串流 API 允許您從輸入串流的任意組合串流資料。如果您的應用程式不需要音訊或視訊，您可以省略它們。或者，如果您想對同一個來源串流應用不同的預處理，您可以複製來源串流。

預設串流¶

當來源中有多个串流時，無法立即清楚應該使用哪個串流。

FFmpeg 實作了一些 heuristic 來決定預設串流。產生的串流索引通過以下方式公開

default_audio_stream 和 default_video_stream。

配置輸出串流¶

一旦您知道要使用哪個來源串流，您可以使用 add_basic_audio_stream() 和 add_basic_video_stream() 來配置輸出串流。

這些方法提供了一種簡單的方式來更改媒體的基本屬性，以符合應用程式的需求。

這兩個方法共有的參數是：

frames_per_chunk：每次迭代最多應返回多少 frames。對於音訊，產生的 tensor 的形狀將為 (frames_per_chunk, num_channels)。對於視訊，它將是 (frames_per_chunk, num_channels, height, width)。
buffer_chunk_size：內部緩衝的最大 chunk 數量。當 StreamReader 緩衝了這個數量的 chunks 並被要求提取更多 frames 時，StreamReader 會丟棄舊的 frames/chunks。
stream_index：來源串流的索引。
decoder：如果提供，則覆蓋 decoder。如果無法檢測到 codec，則很有用。
decoder_option：decoder 的選項。

對於音訊輸出串流，您可以提供以下額外的參數來更改音訊屬性。

format：預設情況下，StreamReader 返回 float32 dtype 的 tensor，sample 值範圍為 [-1, 1]。通過提供 format 參數，可以更改產生的 dtype 和值範圍。

# 待解問題
(a) 根據上面的串流 API 說明，回答下列問題：
(i) 預設串流的索引是透過哪兩個名稱公開的？
(ii) 對於視訊，產生的 tensor 形狀是什麼？
(iii) 預設情況下，StreamReader 返回的 tensor 是什麼 dtype？sample 值範圍是多少？
(b) 把串流 API 說明中從「default_audio_stream 和 default_video_stream。」起到「decoder：如果提供，則覆蓋 decoder。如果無法檢測到 codec，則很有用。」為止的那段文字，一字不差地回傳出來。
(c) 請接著串流 API 說明的最後一句，把後面的內容寫下去。

# 提供資料
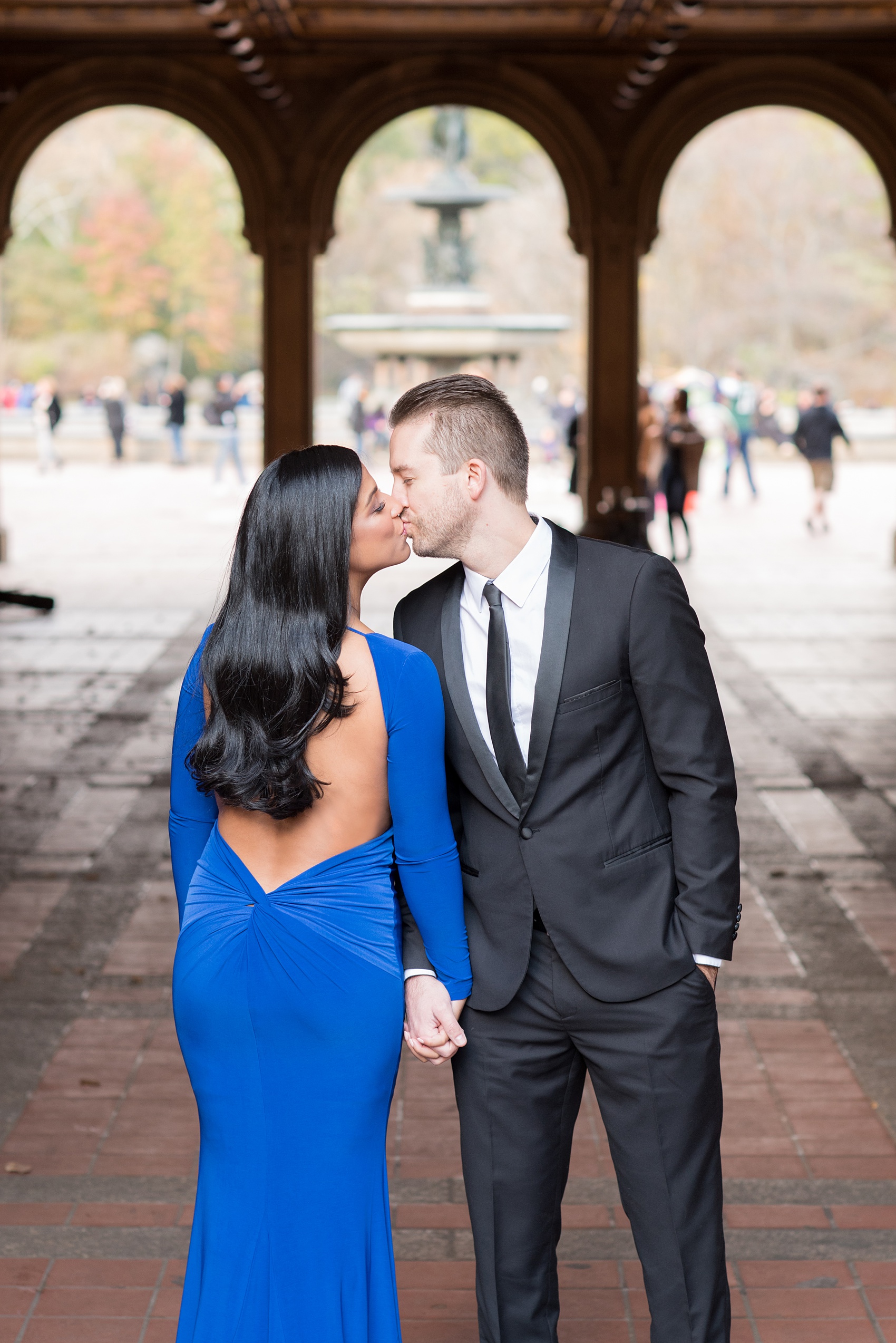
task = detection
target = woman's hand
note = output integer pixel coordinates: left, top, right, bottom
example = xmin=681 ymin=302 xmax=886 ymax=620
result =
xmin=404 ymin=975 xmax=466 ymax=1065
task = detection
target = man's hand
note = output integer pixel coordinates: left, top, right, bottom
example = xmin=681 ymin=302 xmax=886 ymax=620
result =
xmin=404 ymin=975 xmax=466 ymax=1065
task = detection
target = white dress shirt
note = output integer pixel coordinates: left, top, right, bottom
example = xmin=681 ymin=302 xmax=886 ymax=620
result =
xmin=404 ymin=518 xmax=722 ymax=979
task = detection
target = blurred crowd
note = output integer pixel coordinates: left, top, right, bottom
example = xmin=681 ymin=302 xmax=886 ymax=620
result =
xmin=638 ymin=368 xmax=849 ymax=548
xmin=0 ymin=372 xmax=262 ymax=484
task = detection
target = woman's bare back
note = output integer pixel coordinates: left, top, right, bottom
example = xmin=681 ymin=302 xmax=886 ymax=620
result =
xmin=218 ymin=626 xmax=391 ymax=892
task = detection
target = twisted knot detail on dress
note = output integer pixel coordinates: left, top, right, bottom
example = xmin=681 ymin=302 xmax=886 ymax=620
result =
xmin=482 ymin=582 xmax=525 ymax=802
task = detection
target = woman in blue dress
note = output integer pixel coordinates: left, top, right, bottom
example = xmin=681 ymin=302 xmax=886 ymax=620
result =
xmin=169 ymin=446 xmax=470 ymax=1343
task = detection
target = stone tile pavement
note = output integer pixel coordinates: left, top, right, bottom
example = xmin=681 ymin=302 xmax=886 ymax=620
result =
xmin=0 ymin=463 xmax=896 ymax=1343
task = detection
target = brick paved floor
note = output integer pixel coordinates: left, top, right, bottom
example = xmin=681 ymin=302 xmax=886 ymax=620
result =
xmin=0 ymin=463 xmax=896 ymax=1343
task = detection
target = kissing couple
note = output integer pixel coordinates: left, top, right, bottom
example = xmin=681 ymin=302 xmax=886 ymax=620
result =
xmin=171 ymin=375 xmax=740 ymax=1343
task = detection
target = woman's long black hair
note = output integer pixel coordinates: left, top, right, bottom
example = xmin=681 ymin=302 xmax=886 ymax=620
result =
xmin=189 ymin=445 xmax=362 ymax=820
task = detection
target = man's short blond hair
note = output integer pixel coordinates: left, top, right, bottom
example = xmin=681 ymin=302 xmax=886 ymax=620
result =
xmin=389 ymin=373 xmax=529 ymax=504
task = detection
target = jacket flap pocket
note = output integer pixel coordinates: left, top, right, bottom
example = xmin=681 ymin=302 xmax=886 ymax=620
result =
xmin=603 ymin=835 xmax=671 ymax=867
xmin=558 ymin=681 xmax=622 ymax=713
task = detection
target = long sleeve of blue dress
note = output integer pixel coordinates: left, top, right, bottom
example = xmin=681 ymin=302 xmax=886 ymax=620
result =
xmin=168 ymin=631 xmax=473 ymax=999
xmin=168 ymin=627 xmax=218 ymax=923
xmin=367 ymin=634 xmax=473 ymax=998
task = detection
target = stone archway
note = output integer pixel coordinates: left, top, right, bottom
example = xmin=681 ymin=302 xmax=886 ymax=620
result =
xmin=0 ymin=58 xmax=281 ymax=255
xmin=0 ymin=58 xmax=290 ymax=459
xmin=624 ymin=58 xmax=896 ymax=255
xmin=271 ymin=59 xmax=610 ymax=507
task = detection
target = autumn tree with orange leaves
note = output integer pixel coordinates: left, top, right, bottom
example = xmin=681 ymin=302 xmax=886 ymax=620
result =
xmin=3 ymin=108 xmax=259 ymax=375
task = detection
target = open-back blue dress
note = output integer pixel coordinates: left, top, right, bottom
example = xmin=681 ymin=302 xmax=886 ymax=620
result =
xmin=169 ymin=634 xmax=472 ymax=1343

# 逐題解答
(a)
(i) default_audio_stream 和 default_video_stream。
(ii) (frames_per_chunk, num_channels, height, width)。
(iii) float32；範圍為 [-1, 1]。

(b)
default_audio_stream 和 default_video_stream。

配置輸出串流¶

一旦您知道要使用哪個來源串流，您可以使用 add_basic_audio_stream() 和 add_basic_video_stream() 來配置輸出串流。

這些方法提供了一種簡單的方式來更改媒體的基本屬性，以符合應用程式的需求。

這兩個方法共有的參數是：

frames_per_chunk：每次迭代最多應返回多少 frames。對於音訊，產生的 tensor 的形狀將為 (frames_per_chunk, num_channels)。對於視訊，它將是 (frames_per_chunk, num_channels, height, width)。
buffer_chunk_size：內部緩衝的最大 chunk 數量。當 StreamReader 緩衝了這個數量的 chunks 並被要求提取更多 frames 時，StreamReader 會丟棄舊的 frames/chunks。
stream_index：來源串流的索引。
decoder：如果提供，則覆蓋 decoder。如果無法檢測到 codec，則很有用。

(c)
sample_rate：如果提供，StreamReader 會即時重新取樣音訊。

對於視訊輸出串流，可以使用以下參數。

format：影像 frame 格式。預設情況下，StreamReader 以 8-bit 3 通道，RGB 順序返回 frames。
frame_rate：通過丟棄或複製 frames 來更改 frame rate。不執行插值。
width, height：更改影像大小。

streamer = StreamReader(...)

# Stream audio from default audio source stream
# 256 frames at a time, keeping the original sampling rate.
streamer.add_basic_audio_stream(
    frames_per_chunk=256,
)

# Stream audio from source stream `i`.
# Resample audio to 8k Hz, stream 256 frames at each
streamer.add_basic_audio_stream(
    frames_per_chunk=256,
    stream_index=i,
    sample_rate=8000,
)

# Stream video from default video source stream.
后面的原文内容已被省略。